** Texto fornecido **
>>>>>

Pergunta para lá de complexa. Um assunto repleto de nuances. A mera resposta a esta indagação não indica necessariamente o grau de sensibilidade que determinado sujeito tem com relação a pandemia em si. O futebol permeia-se de idiossincrasias que podem levar um indivíduo, digamos, amplamente favorável a um ferrenho, a um inquebrantável lockdown, defender que se mostra plausível, sim, o prosseguimento das atividades nos campeonatos estaduais. São muitos os fatores a serem considerados. Lembremos que os Estados Unidos, devastados por números estratosféricos de mortes, foram capazes de erguer o mais bem-sucedido case de isolamento coletivo, de “bolha”, advindo durante este nefasto período que vivemos; playoffs da NBA, Disney, 2020. Pensemos também na adequada solução concatenada pela UEFA na Champions passada – jogos únicos em Lisboa.

<<<<<

** Tarefa 1 **
Diga se cada afirmação abaixo está de acordo com o texto sobre futebol e pandemia, respondendo sim ou não e citando literalmente as palavras do texto que decidem a questão. (a) A resposta à pergunta indica necessariamente o grau de sensibilidade de alguém com relação à pandemia. (b) Os playoffs da NBA são citados como exemplo de isolamento coletivo bem-sucedido nos Estados Unidos. (c) Na Champions passada, a UEFA organizou jogos únicos em Madri.
** Tarefa 2 **
Segundo o texto sobre futebol e pandemia, qual foi a solução adotada pela UEFA na Champions passada?
** Tarefa 3 **
Continue o texto sobre futebol e pandemia a partir do ponto em que ele termina.

** Trechos dos registros **
>>>>>

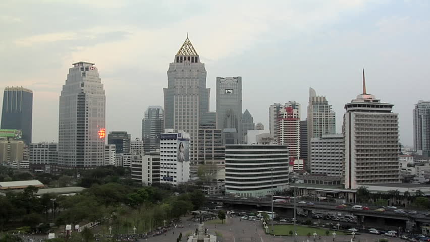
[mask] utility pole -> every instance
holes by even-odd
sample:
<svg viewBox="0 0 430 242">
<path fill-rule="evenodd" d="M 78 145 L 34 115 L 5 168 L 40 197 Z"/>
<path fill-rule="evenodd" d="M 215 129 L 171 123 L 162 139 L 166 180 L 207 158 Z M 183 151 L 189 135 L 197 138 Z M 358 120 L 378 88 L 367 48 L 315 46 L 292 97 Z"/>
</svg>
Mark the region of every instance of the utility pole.
<svg viewBox="0 0 430 242">
<path fill-rule="evenodd" d="M 293 183 L 294 184 L 294 242 L 296 242 L 297 241 L 296 236 L 297 234 L 297 232 L 296 231 L 296 214 L 297 213 L 296 210 L 296 180 L 293 179 L 292 181 L 294 181 Z"/>
<path fill-rule="evenodd" d="M 273 220 L 275 214 L 273 214 L 273 167 L 271 168 L 272 171 L 272 230 L 273 230 Z"/>
</svg>

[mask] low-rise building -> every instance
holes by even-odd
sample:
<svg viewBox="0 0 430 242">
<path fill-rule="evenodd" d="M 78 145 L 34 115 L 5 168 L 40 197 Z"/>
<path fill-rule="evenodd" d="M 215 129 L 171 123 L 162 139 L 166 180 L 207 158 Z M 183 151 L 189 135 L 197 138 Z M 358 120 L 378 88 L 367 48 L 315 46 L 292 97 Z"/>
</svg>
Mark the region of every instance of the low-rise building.
<svg viewBox="0 0 430 242">
<path fill-rule="evenodd" d="M 144 155 L 132 155 L 131 178 L 146 186 L 159 184 L 159 152 L 148 152 Z"/>
<path fill-rule="evenodd" d="M 227 145 L 226 193 L 263 196 L 286 189 L 289 160 L 287 145 Z"/>
<path fill-rule="evenodd" d="M 177 186 L 190 179 L 190 135 L 165 132 L 160 136 L 160 183 Z"/>
<path fill-rule="evenodd" d="M 0 183 L 0 190 L 7 190 L 8 189 L 13 190 L 24 190 L 30 186 L 43 188 L 44 185 L 37 180 L 3 182 Z"/>
<path fill-rule="evenodd" d="M 310 139 L 310 170 L 312 174 L 342 175 L 344 140 L 342 134 L 322 135 Z"/>
</svg>

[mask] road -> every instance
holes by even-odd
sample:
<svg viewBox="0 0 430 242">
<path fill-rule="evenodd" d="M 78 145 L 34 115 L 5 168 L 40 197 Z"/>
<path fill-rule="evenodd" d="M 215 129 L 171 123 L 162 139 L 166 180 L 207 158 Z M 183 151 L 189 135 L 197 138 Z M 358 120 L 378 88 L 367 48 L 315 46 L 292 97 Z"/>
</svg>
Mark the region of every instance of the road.
<svg viewBox="0 0 430 242">
<path fill-rule="evenodd" d="M 253 222 L 248 220 L 240 221 L 239 217 L 227 218 L 227 224 L 205 224 L 204 227 L 208 229 L 210 233 L 221 233 L 222 237 L 218 239 L 220 242 L 240 242 L 240 241 L 256 241 L 256 242 L 294 242 L 294 238 L 292 236 L 274 237 L 265 234 L 259 224 L 260 222 Z M 184 222 L 184 223 L 185 222 Z M 185 225 L 184 228 L 177 228 L 170 230 L 165 235 L 161 235 L 148 238 L 147 240 L 142 239 L 142 241 L 149 242 L 172 242 L 176 241 L 176 238 L 182 232 L 183 237 L 182 241 L 186 241 L 185 235 L 189 232 L 195 231 L 197 224 L 192 223 L 190 226 L 188 224 Z M 353 241 L 359 242 L 374 242 L 379 238 L 384 237 L 381 235 L 376 235 L 370 234 L 362 234 L 356 235 Z M 337 235 L 335 241 L 350 241 L 352 235 Z M 390 238 L 390 242 L 404 242 L 404 240 L 398 238 Z M 308 238 L 305 236 L 298 236 L 297 242 L 312 242 L 313 238 L 311 236 Z M 333 241 L 332 235 L 321 235 L 321 239 L 317 238 L 315 242 Z"/>
</svg>

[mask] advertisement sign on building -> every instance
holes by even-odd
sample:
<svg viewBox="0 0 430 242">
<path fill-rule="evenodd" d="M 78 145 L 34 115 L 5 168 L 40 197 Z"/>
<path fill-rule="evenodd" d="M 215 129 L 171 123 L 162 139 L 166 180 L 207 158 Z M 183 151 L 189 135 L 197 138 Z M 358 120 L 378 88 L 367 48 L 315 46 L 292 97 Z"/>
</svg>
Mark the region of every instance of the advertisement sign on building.
<svg viewBox="0 0 430 242">
<path fill-rule="evenodd" d="M 22 138 L 22 131 L 20 130 L 0 130 L 0 137 L 10 137 L 19 140 Z"/>
<path fill-rule="evenodd" d="M 178 139 L 178 161 L 190 161 L 190 140 L 188 139 Z"/>
</svg>

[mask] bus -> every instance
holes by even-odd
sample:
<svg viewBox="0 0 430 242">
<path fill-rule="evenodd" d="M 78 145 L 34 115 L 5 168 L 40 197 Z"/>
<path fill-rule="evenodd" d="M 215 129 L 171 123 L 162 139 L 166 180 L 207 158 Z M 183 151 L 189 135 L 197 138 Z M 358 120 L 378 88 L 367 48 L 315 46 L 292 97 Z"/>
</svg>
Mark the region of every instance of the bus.
<svg viewBox="0 0 430 242">
<path fill-rule="evenodd" d="M 257 211 L 257 217 L 259 218 L 262 217 L 263 215 L 262 214 L 263 213 L 266 213 L 267 215 L 269 216 L 269 219 L 273 220 L 274 218 L 276 217 L 276 213 L 275 212 L 272 214 L 272 212 L 270 212 L 268 211 Z"/>
<path fill-rule="evenodd" d="M 274 196 L 273 202 L 275 203 L 288 203 L 291 199 L 290 197 L 282 197 L 281 196 Z"/>
</svg>

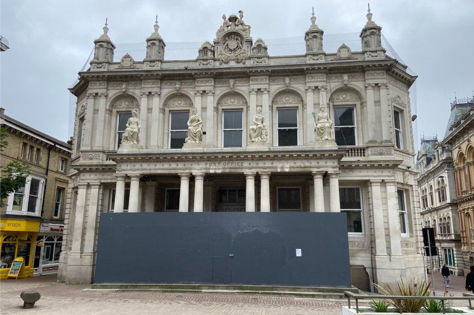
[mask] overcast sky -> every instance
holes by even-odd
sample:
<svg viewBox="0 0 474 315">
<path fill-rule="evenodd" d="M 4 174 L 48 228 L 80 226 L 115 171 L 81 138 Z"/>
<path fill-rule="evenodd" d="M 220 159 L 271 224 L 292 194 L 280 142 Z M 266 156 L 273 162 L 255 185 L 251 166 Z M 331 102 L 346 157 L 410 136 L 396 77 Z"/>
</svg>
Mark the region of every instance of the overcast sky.
<svg viewBox="0 0 474 315">
<path fill-rule="evenodd" d="M 370 2 L 372 19 L 418 76 L 411 95 L 418 116 L 415 142 L 423 132 L 437 133 L 440 140 L 450 99 L 455 92 L 458 98 L 472 97 L 474 89 L 474 1 Z M 326 34 L 359 32 L 367 21 L 365 0 L 1 0 L 0 33 L 10 49 L 0 53 L 0 105 L 6 115 L 66 141 L 67 88 L 102 33 L 106 17 L 116 44 L 144 42 L 156 14 L 165 42 L 203 42 L 215 36 L 222 14 L 243 10 L 256 40 L 303 37 L 313 6 Z"/>
</svg>

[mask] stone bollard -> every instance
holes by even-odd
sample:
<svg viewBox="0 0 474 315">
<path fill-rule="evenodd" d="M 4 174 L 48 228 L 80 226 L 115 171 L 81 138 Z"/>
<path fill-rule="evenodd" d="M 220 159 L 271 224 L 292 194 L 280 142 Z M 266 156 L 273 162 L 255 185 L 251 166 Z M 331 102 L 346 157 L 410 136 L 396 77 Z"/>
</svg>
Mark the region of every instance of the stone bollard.
<svg viewBox="0 0 474 315">
<path fill-rule="evenodd" d="M 35 290 L 24 291 L 20 294 L 24 303 L 23 304 L 23 308 L 33 308 L 35 302 L 41 297 L 41 295 Z"/>
</svg>

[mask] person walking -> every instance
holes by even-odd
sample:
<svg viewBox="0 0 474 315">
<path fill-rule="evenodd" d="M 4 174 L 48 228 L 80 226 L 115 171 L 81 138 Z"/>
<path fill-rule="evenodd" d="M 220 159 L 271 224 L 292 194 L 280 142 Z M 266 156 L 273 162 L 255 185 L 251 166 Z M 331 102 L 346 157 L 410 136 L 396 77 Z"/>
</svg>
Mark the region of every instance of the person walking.
<svg viewBox="0 0 474 315">
<path fill-rule="evenodd" d="M 443 267 L 441 268 L 441 275 L 444 279 L 444 286 L 449 287 L 449 282 L 451 281 L 451 273 L 449 272 L 449 268 L 446 265 L 446 264 L 443 265 Z"/>
</svg>

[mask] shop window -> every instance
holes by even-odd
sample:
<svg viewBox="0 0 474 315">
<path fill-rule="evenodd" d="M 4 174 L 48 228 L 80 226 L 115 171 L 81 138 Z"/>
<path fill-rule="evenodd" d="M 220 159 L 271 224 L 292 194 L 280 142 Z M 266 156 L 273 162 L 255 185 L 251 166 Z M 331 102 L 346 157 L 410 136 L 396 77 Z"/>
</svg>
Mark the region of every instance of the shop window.
<svg viewBox="0 0 474 315">
<path fill-rule="evenodd" d="M 347 216 L 347 232 L 349 233 L 362 233 L 360 188 L 358 187 L 339 187 L 339 196 L 341 212 L 345 212 Z"/>
<path fill-rule="evenodd" d="M 222 112 L 222 147 L 242 147 L 242 111 Z"/>
<path fill-rule="evenodd" d="M 187 121 L 189 114 L 187 112 L 177 112 L 169 115 L 169 149 L 181 149 L 187 136 Z"/>
<path fill-rule="evenodd" d="M 356 108 L 334 108 L 334 132 L 338 146 L 356 146 Z"/>
<path fill-rule="evenodd" d="M 117 143 L 116 144 L 116 149 L 118 149 L 120 144 L 122 143 L 122 135 L 127 128 L 127 122 L 132 118 L 131 114 L 119 114 L 117 122 Z"/>
<path fill-rule="evenodd" d="M 279 187 L 277 189 L 278 211 L 301 211 L 301 188 Z"/>
<path fill-rule="evenodd" d="M 297 146 L 298 110 L 279 109 L 277 114 L 278 146 Z"/>
<path fill-rule="evenodd" d="M 179 211 L 179 188 L 166 188 L 165 211 Z"/>
</svg>

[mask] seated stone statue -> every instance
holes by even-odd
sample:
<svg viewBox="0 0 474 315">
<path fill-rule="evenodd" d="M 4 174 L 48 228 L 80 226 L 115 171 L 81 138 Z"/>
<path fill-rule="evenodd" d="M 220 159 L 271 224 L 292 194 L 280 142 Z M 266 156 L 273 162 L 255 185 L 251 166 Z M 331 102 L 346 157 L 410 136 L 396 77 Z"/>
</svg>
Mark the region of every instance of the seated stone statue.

<<<<<

** Resposta da tarefa 1 **
(a) Não: "A mera resposta a esta indagação não indica necessariamente o grau de sensibilidade que determinado sujeito tem com relação a pandemia em si."
(b) Sim: "os Estados Unidos, devastados por números estratosféricos de mortes, foram capazes de erguer o mais bem-sucedido case de isolamento coletivo" e "playoffs da NBA, Disney, 2020".
(c) Não: "jogos únicos em Lisboa".

** Resposta da tarefa 2 **
Jogos únicos em Lisboa.

** Resposta da tarefa 3 **
Simbolismo
Noves fora uma apreciação mais pragmática acerca dos riscos envolvidos para os artífices das disputas, incluindo os anônimos coadjuvantes que operam nos bastidores, não devemos negligenciar a aura simbólica que o futebol carrega em nossa cultura. Talvez nenhuma atividade seja tão entranhada no cotidiano do brasileiro como o beautiful game. O brilhante Miguel Nicolelis atesta: “se o futebol continua, passa a imagem de que tudo está normal”. Eis um aspecto que não há de ser desprezado. Juca Kfouri, na esteira das reflexões em torno das mensagens não ditas, costuma lembrar da vocação que nossa modalidade revela para sugestionar aglomerações.
Sequelas
Em entrevista ao SportsCenter, da ESPN, Jorge Kalil, ex-médico do Corinthians, salientou faceta importante: a Covid vem produzindo efeitos diversos nos atletas contaminados; uns sentem bastante, outros nem tanto. Estudos apontam para chances altíssimas de sequelas tão graves quanto variadas. E por ser uma moléstia que ataca especialmente o pulmão, parte da nossa engrenagem tão vital para esportistas profissionais, bem-vinda se prova uma cautela até por zelo ao futuro das carreiras em pauta.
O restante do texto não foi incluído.